#### Objective:
Copy the records below verbatim, beginning at the line that contains "point: horseback rider" and stopping after the line that contains "column 516, row 556", with both of those lines included.

#### Records provided:
•••••

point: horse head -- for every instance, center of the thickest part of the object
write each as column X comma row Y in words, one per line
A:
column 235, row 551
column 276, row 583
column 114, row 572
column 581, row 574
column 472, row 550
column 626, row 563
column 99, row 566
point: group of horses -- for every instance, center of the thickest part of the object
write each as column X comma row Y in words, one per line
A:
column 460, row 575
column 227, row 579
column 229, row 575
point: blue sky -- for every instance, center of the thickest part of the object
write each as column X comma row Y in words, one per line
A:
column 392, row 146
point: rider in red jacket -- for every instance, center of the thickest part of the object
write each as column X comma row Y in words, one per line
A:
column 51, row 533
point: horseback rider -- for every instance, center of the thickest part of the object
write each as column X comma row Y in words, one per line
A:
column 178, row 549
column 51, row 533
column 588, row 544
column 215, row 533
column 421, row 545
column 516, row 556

•••••

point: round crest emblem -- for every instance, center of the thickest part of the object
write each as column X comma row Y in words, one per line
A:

•••••

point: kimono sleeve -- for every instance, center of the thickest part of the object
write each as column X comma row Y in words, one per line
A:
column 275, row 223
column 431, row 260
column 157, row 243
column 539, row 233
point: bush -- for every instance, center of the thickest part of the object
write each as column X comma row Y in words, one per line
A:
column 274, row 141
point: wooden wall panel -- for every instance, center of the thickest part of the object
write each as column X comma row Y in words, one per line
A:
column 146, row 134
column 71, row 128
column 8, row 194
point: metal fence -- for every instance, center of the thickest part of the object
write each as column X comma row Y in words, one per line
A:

•••••

#### Solution:
point: horseback rider -- for every instance, center of the thickest part of the object
write each as column X comma row Y in words, one per line
A:
column 178, row 549
column 51, row 533
column 588, row 544
column 215, row 533
column 421, row 545
column 516, row 556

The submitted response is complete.